— START OF DATA LISTING —
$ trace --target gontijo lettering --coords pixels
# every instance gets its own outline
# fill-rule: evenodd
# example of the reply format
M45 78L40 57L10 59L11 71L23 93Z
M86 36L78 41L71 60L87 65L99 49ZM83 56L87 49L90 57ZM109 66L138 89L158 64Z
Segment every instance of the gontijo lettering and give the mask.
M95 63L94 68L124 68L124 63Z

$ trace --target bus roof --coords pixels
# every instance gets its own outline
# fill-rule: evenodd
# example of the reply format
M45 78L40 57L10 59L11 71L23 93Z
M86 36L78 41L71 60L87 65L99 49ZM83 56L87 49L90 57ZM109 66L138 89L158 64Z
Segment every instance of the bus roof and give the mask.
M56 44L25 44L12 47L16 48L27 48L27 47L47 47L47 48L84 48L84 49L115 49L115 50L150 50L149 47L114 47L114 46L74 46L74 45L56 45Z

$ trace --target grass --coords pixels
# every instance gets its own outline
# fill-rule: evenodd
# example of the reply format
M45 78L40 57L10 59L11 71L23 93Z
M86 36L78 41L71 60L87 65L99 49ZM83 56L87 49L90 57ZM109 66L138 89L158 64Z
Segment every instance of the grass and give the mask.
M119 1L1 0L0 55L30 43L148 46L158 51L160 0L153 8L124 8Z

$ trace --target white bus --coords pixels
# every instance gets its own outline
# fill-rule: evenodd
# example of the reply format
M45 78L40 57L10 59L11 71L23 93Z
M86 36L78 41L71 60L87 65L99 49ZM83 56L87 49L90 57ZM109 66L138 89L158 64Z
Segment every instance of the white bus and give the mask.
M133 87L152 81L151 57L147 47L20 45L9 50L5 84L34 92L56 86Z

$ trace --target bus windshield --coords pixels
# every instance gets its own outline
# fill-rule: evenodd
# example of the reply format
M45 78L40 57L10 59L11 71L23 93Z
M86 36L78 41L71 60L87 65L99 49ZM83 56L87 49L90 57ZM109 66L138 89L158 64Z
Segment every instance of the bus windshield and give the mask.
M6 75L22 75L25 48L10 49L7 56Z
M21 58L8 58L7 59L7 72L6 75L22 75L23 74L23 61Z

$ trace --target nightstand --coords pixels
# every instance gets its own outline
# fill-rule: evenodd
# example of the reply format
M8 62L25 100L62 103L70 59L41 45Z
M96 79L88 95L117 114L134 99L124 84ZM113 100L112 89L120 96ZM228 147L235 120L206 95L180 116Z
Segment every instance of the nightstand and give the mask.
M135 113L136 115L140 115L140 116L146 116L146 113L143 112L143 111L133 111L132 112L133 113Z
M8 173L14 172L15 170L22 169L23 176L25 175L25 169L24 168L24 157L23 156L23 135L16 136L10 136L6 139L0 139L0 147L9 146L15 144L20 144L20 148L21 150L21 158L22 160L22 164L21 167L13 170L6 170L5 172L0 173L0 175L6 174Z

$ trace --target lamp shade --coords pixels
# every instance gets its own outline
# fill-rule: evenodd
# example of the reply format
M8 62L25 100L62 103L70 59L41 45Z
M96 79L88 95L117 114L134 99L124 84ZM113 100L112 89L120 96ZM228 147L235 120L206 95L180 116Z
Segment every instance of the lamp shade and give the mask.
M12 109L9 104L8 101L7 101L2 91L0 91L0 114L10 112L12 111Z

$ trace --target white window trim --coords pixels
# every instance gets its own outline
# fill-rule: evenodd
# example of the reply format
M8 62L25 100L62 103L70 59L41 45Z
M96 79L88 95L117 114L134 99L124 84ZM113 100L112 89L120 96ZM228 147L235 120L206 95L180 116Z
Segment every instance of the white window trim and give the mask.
— END OF DATA LISTING —
[WHAT TO WORK ON]: Convert the records above into a JSON list of strings, one string per line, leaving out the blank lines.

[OUTPUT]:
[
  "$ trace --target gontijo lettering --coords pixels",
  "# every instance gets its own outline",
  "# fill-rule: evenodd",
  "# example of the reply format",
  "M45 78L40 57L10 59L11 71L23 93Z",
  "M86 36L78 41L71 60L87 65L99 49ZM83 56L87 49L90 57ZM109 66L138 89L158 64Z",
  "Segment every instance of the gontijo lettering and give the mask.",
  "M95 63L94 68L124 68L124 63Z",
  "$ trace --target bus roof --coords pixels",
  "# every instance gets its own outline",
  "# fill-rule: evenodd",
  "# example of the reply format",
  "M45 78L40 57L10 59L11 71L23 93Z",
  "M86 36L78 41L71 60L87 65L99 49ZM83 56L87 49L90 57ZM109 66L138 89L158 64Z",
  "Segment every instance of the bus roof and give the mask.",
  "M56 44L25 44L12 47L16 48L27 48L27 47L47 47L47 48L84 48L84 49L115 49L115 50L150 50L149 47L114 47L114 46L74 46L74 45L56 45Z",
  "$ trace --target grass --coords pixels",
  "# every instance gets its own outline",
  "# fill-rule: evenodd",
  "# example of the reply format",
  "M45 78L40 57L10 59L11 71L23 93Z",
  "M86 36L78 41L71 60L87 65L99 49ZM83 56L87 49L90 57ZM109 66L138 89L158 64Z",
  "Segment every instance of the grass and give the mask.",
  "M119 1L1 0L0 55L30 43L148 46L158 51L160 0L153 8L124 8Z",
  "$ trace --target white bus --coords pixels",
  "# every instance gets its own outline",
  "# fill-rule: evenodd",
  "# example of the reply format",
  "M45 78L40 57L10 59L11 71L23 93Z",
  "M86 36L78 41L71 60L87 65L99 49ZM83 56L87 49L90 57ZM109 66L138 89L158 64Z",
  "Segment every instance of the white bus and give the mask.",
  "M133 87L152 81L151 57L147 47L20 45L9 50L5 84L34 92L56 86Z",
  "$ trace --target bus windshield --coords pixels",
  "# every instance gets its own outline",
  "# fill-rule: evenodd",
  "# example of the reply format",
  "M45 78L40 57L10 59L11 71L23 93Z",
  "M86 36L78 41L71 60L87 65L99 49ZM83 56L87 49L90 57ZM109 66L138 89L158 64Z",
  "Segment every instance of the bus windshield and give the mask.",
  "M6 75L22 75L25 48L10 49L7 56Z",
  "M21 58L8 58L7 59L7 72L6 75L22 75L23 74L23 61Z",
  "$ trace --target nightstand --coords pixels",
  "# every instance gets its own outline",
  "# fill-rule: evenodd",
  "# example of the reply format",
  "M8 62L25 100L62 103L70 59L41 45Z",
  "M96 79L88 95L117 114L134 99L124 84ZM113 100L112 89L120 96ZM228 147L235 120L206 95L180 116Z",
  "Segment every instance of the nightstand and give the mask.",
  "M135 113L136 115L140 115L140 116L146 116L146 113L143 112L143 111L133 111L132 112L133 113Z",
  "M8 173L14 172L15 170L22 169L23 176L25 175L25 169L24 168L24 157L23 156L23 135L16 136L10 136L6 139L0 139L0 147L9 146L15 144L20 144L20 148L21 150L21 158L22 160L22 164L21 167L13 170L6 170L5 172L0 173L0 175L6 174Z",
  "$ trace --target lamp shade --coords pixels",
  "# every instance gets its own outline",
  "# fill-rule: evenodd",
  "# example of the reply format",
  "M8 62L25 100L62 103L70 59L41 45Z",
  "M96 79L88 95L117 114L134 99L124 84ZM113 100L112 89L120 96ZM228 147L235 120L206 95L180 116Z",
  "Segment every instance of the lamp shade and give the mask.",
  "M12 109L9 104L8 101L7 101L2 91L0 91L0 114L10 112L12 111Z",
  "$ trace --target white window trim --coords pixels",
  "# every instance gets its own outline",
  "# fill-rule: evenodd",
  "# example of the reply format",
  "M8 62L25 100L62 103L70 59L41 45Z",
  "M96 79L88 95L117 114L134 99L124 84ZM113 100L112 89L120 96ZM228 147L235 120L206 95L180 116Z",
  "Segment every instance of the white window trim and give the mask."
]